PROMPT
Find every line in the data below that contains the word "will", and copy each of those lines. Matching is case-sensitive.
# start of DATA
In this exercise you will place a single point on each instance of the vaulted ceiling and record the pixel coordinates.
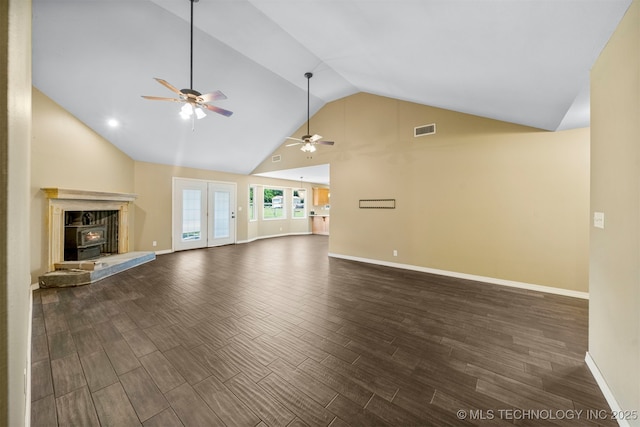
# end of DATA
# start of DATA
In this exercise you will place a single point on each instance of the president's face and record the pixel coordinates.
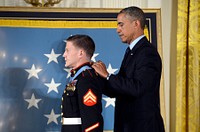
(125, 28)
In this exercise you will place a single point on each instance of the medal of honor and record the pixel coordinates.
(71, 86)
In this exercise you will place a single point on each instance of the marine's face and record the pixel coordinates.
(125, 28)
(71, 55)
# end of DATA
FINISHED TASK
In this exercise you will place a single point on each instance of the vaulted ceiling and record the pixel coordinates.
In this exercise you will place a single point on each instance of the president's face and record the pixel coordinates.
In this exercise you will place a single point on each instance of the medal of honor and record the pixel coordinates.
In this exercise you will place a single point on each instance of the marine's face and record the pixel coordinates.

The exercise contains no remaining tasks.